[What the task requires]: Print every row below word for word, but leave out the pictures.

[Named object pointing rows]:
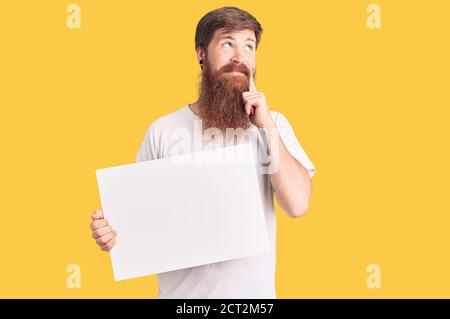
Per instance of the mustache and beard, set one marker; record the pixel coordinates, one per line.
(220, 97)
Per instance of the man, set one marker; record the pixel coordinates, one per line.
(226, 40)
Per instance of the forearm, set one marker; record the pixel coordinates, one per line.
(289, 177)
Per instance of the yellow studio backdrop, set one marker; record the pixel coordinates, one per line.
(370, 106)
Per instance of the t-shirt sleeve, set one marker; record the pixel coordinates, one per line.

[Exercise response]:
Per instance of the mustache and beard, set one marker; record the pixel coordinates, one per line.
(220, 97)
Per instance of the man, set one marker; record the pixel coordinates, one per line.
(226, 40)
Per instance of the forearm, set one marker; record the pixel coordinates, one per line.
(289, 177)
Per instance of the yellow studio backdrop, set one marker; record the pixel coordinates, one per line.
(370, 106)
Per instance of the t-shirt sleeve, set one marker; record the pixel coordinates, one per line.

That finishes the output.